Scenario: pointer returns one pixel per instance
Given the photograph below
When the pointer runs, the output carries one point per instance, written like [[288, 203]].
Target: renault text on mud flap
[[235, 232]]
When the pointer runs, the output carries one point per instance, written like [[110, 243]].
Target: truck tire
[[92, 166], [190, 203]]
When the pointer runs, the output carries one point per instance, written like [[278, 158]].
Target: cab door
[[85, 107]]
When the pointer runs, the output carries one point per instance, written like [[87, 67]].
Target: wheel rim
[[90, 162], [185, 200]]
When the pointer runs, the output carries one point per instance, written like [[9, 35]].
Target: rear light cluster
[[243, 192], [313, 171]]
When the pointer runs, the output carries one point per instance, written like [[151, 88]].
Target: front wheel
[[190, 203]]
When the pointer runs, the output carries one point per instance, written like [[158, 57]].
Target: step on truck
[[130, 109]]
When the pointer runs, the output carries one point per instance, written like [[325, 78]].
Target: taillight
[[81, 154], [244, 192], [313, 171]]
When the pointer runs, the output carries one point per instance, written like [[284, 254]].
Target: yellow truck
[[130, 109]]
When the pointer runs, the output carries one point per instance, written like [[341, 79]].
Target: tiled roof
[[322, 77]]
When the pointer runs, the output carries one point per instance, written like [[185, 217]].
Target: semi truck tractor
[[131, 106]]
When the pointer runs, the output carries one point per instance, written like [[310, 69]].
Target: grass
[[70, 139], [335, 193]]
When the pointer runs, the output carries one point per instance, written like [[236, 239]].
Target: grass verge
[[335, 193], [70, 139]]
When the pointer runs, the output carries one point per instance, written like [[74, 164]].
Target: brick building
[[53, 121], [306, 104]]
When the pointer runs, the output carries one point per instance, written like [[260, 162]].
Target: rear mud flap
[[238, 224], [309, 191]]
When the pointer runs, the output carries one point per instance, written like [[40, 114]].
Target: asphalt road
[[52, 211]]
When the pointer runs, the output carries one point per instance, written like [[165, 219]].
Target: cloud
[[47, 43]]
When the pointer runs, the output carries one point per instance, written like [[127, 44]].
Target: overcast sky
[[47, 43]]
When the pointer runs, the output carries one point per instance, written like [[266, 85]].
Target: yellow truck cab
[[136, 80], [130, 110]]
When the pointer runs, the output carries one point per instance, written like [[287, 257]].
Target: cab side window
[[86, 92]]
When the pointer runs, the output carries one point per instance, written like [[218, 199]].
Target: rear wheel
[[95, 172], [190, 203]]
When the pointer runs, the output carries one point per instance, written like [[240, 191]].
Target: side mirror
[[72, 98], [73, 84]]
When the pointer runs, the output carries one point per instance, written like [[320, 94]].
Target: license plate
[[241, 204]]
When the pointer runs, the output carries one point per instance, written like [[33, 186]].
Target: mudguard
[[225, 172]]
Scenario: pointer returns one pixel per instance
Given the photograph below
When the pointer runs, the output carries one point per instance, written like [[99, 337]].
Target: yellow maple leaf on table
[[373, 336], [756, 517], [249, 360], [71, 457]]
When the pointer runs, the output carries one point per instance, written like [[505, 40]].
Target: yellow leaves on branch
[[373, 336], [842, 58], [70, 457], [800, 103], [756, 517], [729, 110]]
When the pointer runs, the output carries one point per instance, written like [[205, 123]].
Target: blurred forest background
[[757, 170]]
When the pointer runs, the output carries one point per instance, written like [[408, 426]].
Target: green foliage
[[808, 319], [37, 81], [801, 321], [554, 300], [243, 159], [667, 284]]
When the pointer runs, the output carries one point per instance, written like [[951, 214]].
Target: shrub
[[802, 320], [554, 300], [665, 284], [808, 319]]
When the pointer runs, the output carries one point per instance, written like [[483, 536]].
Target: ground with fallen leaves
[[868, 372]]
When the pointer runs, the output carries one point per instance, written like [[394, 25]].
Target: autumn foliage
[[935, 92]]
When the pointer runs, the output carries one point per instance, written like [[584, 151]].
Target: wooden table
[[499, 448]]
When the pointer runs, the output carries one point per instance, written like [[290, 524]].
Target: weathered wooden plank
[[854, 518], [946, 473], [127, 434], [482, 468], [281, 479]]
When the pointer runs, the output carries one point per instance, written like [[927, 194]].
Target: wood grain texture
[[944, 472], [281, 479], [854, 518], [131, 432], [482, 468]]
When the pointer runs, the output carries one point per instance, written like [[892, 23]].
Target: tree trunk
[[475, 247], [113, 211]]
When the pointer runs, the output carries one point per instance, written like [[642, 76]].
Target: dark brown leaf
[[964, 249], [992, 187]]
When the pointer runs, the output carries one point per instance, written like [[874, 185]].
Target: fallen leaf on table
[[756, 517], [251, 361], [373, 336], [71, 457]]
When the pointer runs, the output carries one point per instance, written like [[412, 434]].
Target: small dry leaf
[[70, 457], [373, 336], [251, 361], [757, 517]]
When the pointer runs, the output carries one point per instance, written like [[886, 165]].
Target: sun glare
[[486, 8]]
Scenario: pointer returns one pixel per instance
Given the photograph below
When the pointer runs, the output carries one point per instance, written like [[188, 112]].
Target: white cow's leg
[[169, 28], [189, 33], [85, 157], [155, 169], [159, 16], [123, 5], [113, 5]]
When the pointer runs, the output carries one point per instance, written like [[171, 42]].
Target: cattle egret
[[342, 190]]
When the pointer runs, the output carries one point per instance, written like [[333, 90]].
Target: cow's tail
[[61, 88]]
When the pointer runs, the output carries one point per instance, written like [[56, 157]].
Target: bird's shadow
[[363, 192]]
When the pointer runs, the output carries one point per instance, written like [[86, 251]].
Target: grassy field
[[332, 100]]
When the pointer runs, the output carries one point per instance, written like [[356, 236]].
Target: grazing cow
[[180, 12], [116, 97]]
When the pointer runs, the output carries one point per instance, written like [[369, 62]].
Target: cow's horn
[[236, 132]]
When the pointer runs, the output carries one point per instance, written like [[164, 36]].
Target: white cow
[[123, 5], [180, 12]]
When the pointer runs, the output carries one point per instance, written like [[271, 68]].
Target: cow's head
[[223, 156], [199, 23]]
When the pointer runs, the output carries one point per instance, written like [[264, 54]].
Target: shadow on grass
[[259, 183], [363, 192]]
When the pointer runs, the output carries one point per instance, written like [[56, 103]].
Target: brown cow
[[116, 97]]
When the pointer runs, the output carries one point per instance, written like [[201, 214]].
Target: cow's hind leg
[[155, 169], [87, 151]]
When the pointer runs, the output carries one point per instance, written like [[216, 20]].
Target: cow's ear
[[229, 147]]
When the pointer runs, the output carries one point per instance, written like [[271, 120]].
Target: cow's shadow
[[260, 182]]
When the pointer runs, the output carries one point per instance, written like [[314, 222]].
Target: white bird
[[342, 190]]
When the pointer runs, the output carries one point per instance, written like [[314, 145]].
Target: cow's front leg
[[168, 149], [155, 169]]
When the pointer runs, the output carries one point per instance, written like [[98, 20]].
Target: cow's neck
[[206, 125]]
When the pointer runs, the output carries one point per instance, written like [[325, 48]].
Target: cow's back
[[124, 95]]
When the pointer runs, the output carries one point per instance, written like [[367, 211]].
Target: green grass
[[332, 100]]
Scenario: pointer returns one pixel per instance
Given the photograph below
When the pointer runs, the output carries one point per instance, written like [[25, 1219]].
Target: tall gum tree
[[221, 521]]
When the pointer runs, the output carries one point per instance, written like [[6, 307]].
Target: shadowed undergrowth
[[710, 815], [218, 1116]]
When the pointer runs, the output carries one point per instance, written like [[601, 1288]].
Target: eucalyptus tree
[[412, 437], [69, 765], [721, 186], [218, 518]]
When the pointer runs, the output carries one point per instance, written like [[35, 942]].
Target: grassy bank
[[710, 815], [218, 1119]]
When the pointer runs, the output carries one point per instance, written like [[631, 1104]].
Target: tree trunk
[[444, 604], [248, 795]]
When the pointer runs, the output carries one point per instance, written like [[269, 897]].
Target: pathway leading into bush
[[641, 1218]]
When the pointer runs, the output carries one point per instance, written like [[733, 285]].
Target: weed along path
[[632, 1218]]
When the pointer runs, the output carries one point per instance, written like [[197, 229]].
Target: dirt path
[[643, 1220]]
====
Starting with the line that contains "Target: grassy bank", return every line through the last one of the records, exactly as written.

# [Response to the exercise]
Target: grassy bank
[[710, 815], [218, 1119]]
When the pointer runs, the output carries one point per instance, written like [[631, 1104]].
Target: tree trunk
[[444, 604], [248, 795]]
When the pointer runs, the output carries one point per instance, written like [[269, 897]].
Target: pathway leading into bush
[[641, 1218]]
When the pointer runs, the output carries one point per instance, written like [[733, 285]].
Target: weed along path
[[632, 1218]]
When the pointer runs, the output carries one point per instance, written like [[197, 229]].
Target: dirt path
[[643, 1220]]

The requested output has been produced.